Excerpts of pointing data:
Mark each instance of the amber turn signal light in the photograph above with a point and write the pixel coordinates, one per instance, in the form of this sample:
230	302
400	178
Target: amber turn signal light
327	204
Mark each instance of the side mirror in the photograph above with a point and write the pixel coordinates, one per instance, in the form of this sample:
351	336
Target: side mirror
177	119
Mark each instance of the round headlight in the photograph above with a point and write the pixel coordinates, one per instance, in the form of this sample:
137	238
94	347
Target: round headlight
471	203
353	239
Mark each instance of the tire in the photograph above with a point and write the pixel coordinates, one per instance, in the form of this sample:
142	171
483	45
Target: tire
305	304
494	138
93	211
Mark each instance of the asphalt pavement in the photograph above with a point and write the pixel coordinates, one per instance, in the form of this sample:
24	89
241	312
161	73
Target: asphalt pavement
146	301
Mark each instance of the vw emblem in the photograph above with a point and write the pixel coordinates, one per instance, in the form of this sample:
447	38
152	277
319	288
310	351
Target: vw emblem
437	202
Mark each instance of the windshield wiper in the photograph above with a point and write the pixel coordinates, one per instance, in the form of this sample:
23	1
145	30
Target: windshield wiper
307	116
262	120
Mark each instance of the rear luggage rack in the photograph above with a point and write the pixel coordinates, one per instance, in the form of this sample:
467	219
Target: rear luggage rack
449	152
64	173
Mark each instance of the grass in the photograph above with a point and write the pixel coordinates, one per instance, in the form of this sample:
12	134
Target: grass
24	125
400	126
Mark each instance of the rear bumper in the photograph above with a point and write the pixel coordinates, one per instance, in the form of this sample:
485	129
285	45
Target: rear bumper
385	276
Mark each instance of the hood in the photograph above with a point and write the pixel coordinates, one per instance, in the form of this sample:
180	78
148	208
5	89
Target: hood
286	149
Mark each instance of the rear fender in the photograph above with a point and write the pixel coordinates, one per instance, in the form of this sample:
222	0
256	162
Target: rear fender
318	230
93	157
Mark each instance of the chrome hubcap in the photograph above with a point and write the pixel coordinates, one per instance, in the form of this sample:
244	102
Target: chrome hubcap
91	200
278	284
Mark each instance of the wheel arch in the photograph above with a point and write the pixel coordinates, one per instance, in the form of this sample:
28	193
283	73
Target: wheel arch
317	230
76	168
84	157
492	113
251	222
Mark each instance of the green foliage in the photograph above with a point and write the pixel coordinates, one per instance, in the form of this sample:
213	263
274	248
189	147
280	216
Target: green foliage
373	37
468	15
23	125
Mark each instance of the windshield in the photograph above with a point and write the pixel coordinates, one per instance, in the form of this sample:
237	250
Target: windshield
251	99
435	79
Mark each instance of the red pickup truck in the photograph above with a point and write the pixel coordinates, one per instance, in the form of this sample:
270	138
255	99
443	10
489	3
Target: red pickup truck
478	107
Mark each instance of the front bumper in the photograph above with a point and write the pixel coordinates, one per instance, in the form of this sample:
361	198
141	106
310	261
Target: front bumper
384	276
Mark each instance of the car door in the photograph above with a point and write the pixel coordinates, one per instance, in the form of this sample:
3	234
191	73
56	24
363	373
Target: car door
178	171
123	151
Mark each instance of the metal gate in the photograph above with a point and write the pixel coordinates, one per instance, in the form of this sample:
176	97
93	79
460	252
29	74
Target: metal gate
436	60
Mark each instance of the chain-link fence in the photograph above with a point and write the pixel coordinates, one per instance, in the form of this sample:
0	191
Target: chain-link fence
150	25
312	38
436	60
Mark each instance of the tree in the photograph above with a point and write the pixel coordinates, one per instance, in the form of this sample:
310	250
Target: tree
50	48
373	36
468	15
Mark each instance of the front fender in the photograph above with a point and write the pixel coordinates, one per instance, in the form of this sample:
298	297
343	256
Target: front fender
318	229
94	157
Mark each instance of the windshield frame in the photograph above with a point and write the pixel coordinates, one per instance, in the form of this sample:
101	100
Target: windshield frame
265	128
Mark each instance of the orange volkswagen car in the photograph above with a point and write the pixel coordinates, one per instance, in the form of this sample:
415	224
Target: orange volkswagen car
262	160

> **Goal**: Exactly reproduce every line of the records.

> **Full solution**:
Mark each instance of the amber turn signal light in the photograph above with a point and write the pixel coordinates, one per instance, in the form of this sample:
230	302
400	178
Target: amber turn signal light
327	204
Mark each instance of the side mirror in the photograph above with a point and write the pixel coordinates, one per instance, in the form of this sample:
351	336
Target: side mirror
177	119
Mark each instance of the round headlight in the photograph above with a point and write the pixel coordinates, one per instance, in the form of this sample:
137	238
94	347
Target: round headlight
471	203
353	239
Mark each instance of the tire in the photograph above with a point and write the pixel coordinates, one per instance, in the form of this sample:
142	171
483	45
Target: tire
305	304
494	138
93	211
Mark each instance of the asphalt pavement in the photograph above with a point and write the pixel coordinates, one per instance, in the form of this sample:
24	89
241	312
161	73
Target: asphalt pavement
146	301
Mark each instance of the vw emblem in the photograph above with a point and write the pixel coordinates, one per instance, in the form of this sample:
447	38
152	277
319	288
310	351
Target: vw emblem
437	202
Mark each instance of the windshield wiper in the photograph above with a point and write the pixel coordinates, one per instance, in the form of this sample:
23	1
145	30
Target: windshield wiper
307	116
262	120
Mark each instance of the rear luggage rack in the photograph above with a point and write the pixel coordinates, one per instance, in the form of this sample:
467	219
Target: rear luggage rack
449	152
64	173
Mark each instance of the grass in the photograph above with a point and write the pixel coordinates, one per instance, in the form of this sample:
12	134
Target: grass
24	125
400	126
Mark each instance of the rear bumper in the photograph above with a point and write the pixel coordinates, one per instance, in the form of this sample:
485	129
285	45
Target: rear bumper
385	276
Mark each instance of the hood in the photograph above with a point and write the pixel coordinates, one per instance, in the form of this sample:
180	78
148	208
5	89
Target: hood
286	149
Mark each instance of the rear fender in the photograph above with a point and write the pixel coordinates, one per instance, in the form of this sample:
222	0
256	162
Target: rear fender
318	230
93	157
Mark each instance of the chrome hubcap in the photograph above with a point and write the pixel coordinates, one per instance, in the form of this sample:
244	102
Target: chrome hubcap
91	200
278	284
Mark each instance of the wheel arch in the photograph above with a point and write the pixel coordinates, one per instance, in the form of this sample:
28	193
283	73
Target: wheel arch
317	230
76	168
84	157
492	113
251	222
Mark each instance of the green foliage in the photograph above with a point and write the pixel coordinates, one per instance, in the form of this sample:
213	263
274	248
189	147
280	216
Target: green foliage
373	37
468	15
23	125
Mark each instance of the windshield in the photograph above with a point and write the pixel coordinates, one per instance, in the form of this sample:
237	250
Target: windshield
251	99
435	79
Mark each instance of the red pickup truck in the photograph above with a point and write the pixel coordinates, one per instance, in the form of this sample:
270	138
255	99
443	10
489	3
Target: red pickup truck
478	107
Mark each instance of the front bumper in the photograph above with a point and write the pixel coordinates, one per instance, in the form of this sample:
361	198
141	106
310	261
Target: front bumper
384	276
Mark each instance of the car door in the photograph above with a point and write the pixel coordinates, one per instance, in the form of this sample:
3	234
191	73
56	24
363	373
Target: car door
178	171
123	151
Mark each instance of the metal gate in the photograph above with a point and write the pixel coordinates, one per instance, in the form of this sample:
176	97
93	79
460	252
29	74
Target: metal gate
436	60
Mark each instance of the chain-link fence in the photograph above with a point and write the pixel coordinates, one per instance, in the form of this sample:
0	191
Target: chain-link fence
150	25
312	38
436	60
Mark each instance of the tree in the photograph above with a point and write the pixel coordinates, one per instance, in the form of this sample:
310	250
Target: tree
50	48
373	36
468	15
Mark each instance of the front fender in the photograph above with a point and write the pixel coordinates, one per instance, in the form of this sample:
298	297
343	256
Target: front fender
318	229
94	157
Mark each instance of the windshield frame in the photograph above with a point and write the pixel coordinates, one per instance, in the form of this sample:
101	100
Target: windshield frame
265	128
Mark each instance of the orange volkswagen car in the photograph above with a point and write the pixel coordinates, one per instance, in the form of this sample:
415	224
Target: orange volkswagen car
262	160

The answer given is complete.